MATERIAL FOR THE TASK
====================
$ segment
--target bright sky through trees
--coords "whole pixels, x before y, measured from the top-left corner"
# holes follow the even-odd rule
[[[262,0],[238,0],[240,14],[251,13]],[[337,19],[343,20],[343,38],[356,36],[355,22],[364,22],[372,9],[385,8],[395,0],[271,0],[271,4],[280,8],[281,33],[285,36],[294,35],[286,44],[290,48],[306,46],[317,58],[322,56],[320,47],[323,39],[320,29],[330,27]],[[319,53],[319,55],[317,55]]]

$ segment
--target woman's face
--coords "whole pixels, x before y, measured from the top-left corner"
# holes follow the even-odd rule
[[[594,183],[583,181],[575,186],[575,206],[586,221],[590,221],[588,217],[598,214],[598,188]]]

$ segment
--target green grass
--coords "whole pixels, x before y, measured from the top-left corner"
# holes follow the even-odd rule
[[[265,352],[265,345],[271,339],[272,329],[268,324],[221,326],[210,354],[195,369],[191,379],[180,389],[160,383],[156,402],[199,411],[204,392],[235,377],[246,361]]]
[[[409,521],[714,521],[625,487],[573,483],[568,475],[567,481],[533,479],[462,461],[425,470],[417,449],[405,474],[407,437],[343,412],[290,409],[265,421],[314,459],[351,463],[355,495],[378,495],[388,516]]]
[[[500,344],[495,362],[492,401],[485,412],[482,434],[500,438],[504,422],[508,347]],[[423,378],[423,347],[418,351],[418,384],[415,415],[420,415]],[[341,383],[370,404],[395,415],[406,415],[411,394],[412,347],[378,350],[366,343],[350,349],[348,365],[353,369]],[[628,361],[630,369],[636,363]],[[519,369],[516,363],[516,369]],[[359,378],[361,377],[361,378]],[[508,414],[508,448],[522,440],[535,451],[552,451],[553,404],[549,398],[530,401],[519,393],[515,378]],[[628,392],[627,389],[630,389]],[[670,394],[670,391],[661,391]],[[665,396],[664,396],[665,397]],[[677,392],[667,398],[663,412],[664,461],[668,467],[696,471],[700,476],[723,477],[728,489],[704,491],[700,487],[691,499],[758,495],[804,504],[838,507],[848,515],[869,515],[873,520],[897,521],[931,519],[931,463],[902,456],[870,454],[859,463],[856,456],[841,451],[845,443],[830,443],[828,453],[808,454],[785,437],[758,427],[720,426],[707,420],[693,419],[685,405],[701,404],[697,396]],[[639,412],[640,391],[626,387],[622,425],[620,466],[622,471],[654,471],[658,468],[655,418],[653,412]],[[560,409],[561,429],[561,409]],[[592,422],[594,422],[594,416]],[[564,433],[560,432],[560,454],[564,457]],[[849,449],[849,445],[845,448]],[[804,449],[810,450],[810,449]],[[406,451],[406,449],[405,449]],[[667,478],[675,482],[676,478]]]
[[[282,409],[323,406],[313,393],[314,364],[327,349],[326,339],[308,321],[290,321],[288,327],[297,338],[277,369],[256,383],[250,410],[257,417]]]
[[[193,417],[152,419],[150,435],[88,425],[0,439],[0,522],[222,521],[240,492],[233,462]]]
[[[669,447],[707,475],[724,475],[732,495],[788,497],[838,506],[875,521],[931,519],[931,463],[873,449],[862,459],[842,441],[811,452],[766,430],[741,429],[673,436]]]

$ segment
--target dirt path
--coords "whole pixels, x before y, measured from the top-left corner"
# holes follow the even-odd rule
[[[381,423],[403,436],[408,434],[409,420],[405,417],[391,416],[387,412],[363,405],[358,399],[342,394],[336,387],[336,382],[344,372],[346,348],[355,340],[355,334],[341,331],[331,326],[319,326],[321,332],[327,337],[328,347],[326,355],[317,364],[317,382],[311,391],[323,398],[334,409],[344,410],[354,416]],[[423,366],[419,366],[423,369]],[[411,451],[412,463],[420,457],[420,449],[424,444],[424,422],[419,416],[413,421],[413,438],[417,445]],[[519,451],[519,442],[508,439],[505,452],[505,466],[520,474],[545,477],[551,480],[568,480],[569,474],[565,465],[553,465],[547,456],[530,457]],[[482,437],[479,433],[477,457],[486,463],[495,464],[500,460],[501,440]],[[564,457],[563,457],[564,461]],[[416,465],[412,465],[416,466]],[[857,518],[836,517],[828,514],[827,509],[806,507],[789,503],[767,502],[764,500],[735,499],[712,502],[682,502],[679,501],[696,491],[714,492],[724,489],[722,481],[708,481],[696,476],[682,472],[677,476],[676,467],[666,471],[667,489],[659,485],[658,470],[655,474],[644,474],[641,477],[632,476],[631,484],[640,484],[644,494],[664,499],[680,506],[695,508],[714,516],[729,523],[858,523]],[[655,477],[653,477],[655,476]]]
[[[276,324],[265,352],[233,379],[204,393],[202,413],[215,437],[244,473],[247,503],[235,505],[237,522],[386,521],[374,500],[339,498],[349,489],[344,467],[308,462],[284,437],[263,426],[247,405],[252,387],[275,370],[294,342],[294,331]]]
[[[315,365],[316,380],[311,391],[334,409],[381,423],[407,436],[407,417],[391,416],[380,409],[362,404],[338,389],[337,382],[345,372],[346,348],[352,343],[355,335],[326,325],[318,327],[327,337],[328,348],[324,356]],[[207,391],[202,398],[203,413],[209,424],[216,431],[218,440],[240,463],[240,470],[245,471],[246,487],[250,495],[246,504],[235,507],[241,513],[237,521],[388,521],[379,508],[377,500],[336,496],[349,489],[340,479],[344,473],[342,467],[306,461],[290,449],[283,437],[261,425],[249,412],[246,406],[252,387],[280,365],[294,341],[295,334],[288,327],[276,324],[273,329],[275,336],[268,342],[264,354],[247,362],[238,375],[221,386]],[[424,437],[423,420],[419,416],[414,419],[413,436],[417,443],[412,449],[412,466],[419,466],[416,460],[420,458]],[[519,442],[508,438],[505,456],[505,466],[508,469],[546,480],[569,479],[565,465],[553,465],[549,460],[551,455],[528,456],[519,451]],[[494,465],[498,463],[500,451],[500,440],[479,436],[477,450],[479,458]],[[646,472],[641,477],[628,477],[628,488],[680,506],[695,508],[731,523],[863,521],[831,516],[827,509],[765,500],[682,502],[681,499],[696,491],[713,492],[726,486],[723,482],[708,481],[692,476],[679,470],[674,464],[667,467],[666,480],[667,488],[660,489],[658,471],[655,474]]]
====================
THE PROBLEM
Find every line above that contains the string "target", with case counting, and copy each one in full.

ANSWER BELOW
--target bright sky through trees
--target woman's face
--target green grass
--target dirt path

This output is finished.